"""

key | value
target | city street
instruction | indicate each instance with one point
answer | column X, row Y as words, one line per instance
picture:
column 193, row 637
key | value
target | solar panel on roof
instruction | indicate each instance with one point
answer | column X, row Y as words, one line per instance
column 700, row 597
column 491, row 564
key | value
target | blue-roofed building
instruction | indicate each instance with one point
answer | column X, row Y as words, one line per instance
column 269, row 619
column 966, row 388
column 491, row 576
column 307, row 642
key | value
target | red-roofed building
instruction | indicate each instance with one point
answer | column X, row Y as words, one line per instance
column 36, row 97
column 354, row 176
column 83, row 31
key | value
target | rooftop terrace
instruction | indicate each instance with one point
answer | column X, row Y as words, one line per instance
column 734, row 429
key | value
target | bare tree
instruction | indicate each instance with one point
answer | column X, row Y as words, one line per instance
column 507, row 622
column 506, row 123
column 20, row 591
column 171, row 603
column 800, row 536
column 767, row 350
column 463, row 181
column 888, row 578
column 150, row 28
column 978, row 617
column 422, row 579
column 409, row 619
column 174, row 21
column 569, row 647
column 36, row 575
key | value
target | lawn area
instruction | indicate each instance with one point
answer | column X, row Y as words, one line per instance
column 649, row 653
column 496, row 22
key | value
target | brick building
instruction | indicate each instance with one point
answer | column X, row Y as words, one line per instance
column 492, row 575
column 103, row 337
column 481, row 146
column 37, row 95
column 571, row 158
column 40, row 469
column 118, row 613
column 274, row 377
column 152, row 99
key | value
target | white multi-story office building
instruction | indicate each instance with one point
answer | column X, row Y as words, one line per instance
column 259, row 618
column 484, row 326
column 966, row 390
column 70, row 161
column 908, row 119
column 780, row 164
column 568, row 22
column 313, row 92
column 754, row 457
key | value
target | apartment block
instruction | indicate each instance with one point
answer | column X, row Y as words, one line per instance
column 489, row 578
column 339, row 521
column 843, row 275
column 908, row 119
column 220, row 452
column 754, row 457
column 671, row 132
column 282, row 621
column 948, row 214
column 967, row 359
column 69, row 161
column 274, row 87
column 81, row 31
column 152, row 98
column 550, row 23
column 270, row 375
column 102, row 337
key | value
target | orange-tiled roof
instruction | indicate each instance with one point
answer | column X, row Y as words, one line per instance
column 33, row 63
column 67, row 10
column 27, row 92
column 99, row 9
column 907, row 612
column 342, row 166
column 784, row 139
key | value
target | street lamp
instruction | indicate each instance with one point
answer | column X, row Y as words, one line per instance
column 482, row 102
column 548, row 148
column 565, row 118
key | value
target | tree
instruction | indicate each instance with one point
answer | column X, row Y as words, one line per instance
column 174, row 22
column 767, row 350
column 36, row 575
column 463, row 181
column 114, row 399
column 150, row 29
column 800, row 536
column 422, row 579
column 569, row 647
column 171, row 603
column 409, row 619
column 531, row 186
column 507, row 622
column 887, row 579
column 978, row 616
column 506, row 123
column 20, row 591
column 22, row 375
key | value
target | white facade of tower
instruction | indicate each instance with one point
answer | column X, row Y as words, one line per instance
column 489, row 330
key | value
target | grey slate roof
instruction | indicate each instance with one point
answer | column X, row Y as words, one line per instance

"""

PROMPT: Each record is to be retyped exactly as it appears.

EXERCISE RESULT:
key | value
target | city street
instruction | indicate each instance with one point
answer | column X, row Y as words, one line per instance
picture:
column 193, row 637
key | value
target | solar panel on roof
instruction | indicate each instance with one point
answer | column X, row Y as words, one line per instance
column 700, row 597
column 491, row 564
key | value
target | blue-roofed building
instruction | indicate each instance with one point
answer | column X, row Y as words, one line per instance
column 269, row 619
column 966, row 388
column 491, row 576
column 307, row 642
key | value
target | red-roofed building
instruction | indicate each instance with one point
answer | column X, row Y as words, one line per instance
column 36, row 97
column 354, row 176
column 83, row 31
key | value
target | rooftop terrace
instruction | indicate each instance with one point
answer | column X, row Y as words, one line per instance
column 734, row 429
key | value
target | bare tree
instruction | indicate each instance with one point
answer | column X, row Y as words, one line per instance
column 507, row 622
column 506, row 123
column 20, row 591
column 171, row 603
column 800, row 536
column 767, row 350
column 463, row 181
column 888, row 578
column 150, row 28
column 978, row 617
column 422, row 579
column 409, row 619
column 174, row 21
column 569, row 647
column 36, row 575
key | value
target | lawn area
instruction | indicate each instance with one point
answer | column X, row Y as words, one line per instance
column 649, row 653
column 496, row 22
key | value
target | brick building
instruction | indicate each instance with one point
answer | column X, row Y as words, one line per instance
column 492, row 575
column 103, row 337
column 481, row 146
column 37, row 95
column 571, row 158
column 40, row 469
column 118, row 613
column 274, row 377
column 152, row 99
key | value
target | white multi-story office building
instruction | indicate each instance with one point
answer | column X, row Y as words, one line per instance
column 259, row 618
column 484, row 326
column 966, row 390
column 70, row 161
column 908, row 119
column 780, row 164
column 568, row 22
column 313, row 92
column 754, row 457
key | value
target | apartment block
instruction | indicate each instance with one point
answer | column X, row Y as words, one line per instance
column 489, row 578
column 339, row 521
column 843, row 275
column 908, row 119
column 220, row 452
column 754, row 457
column 671, row 132
column 282, row 621
column 948, row 214
column 967, row 359
column 69, row 161
column 274, row 87
column 81, row 31
column 152, row 98
column 550, row 23
column 270, row 375
column 102, row 337
key | value
target | orange-tiled roof
instruction | indicate each instance with one point
answer | column X, row Y as words, one line per instance
column 33, row 63
column 67, row 10
column 27, row 92
column 99, row 9
column 907, row 612
column 342, row 166
column 784, row 139
key | value
target | street lamp
instruction | indicate each instance with one point
answer | column X, row Y as words, one line per instance
column 482, row 102
column 548, row 148
column 565, row 118
key | value
target | tree
instruction | indicate each instance with one point
answer | column X, row Y as words, one line per instance
column 174, row 22
column 767, row 350
column 36, row 575
column 463, row 181
column 114, row 399
column 150, row 29
column 800, row 536
column 422, row 579
column 569, row 647
column 171, row 603
column 409, row 619
column 531, row 186
column 507, row 622
column 887, row 579
column 978, row 616
column 506, row 123
column 20, row 591
column 22, row 375
key | value
target | white facade of tower
instruction | indicate each instance with one point
answer | column X, row Y as words, one line per instance
column 489, row 330
key | value
target | grey slate roof
instruction | indicate each instance with one point
answer | column X, row Y as words, one line per instance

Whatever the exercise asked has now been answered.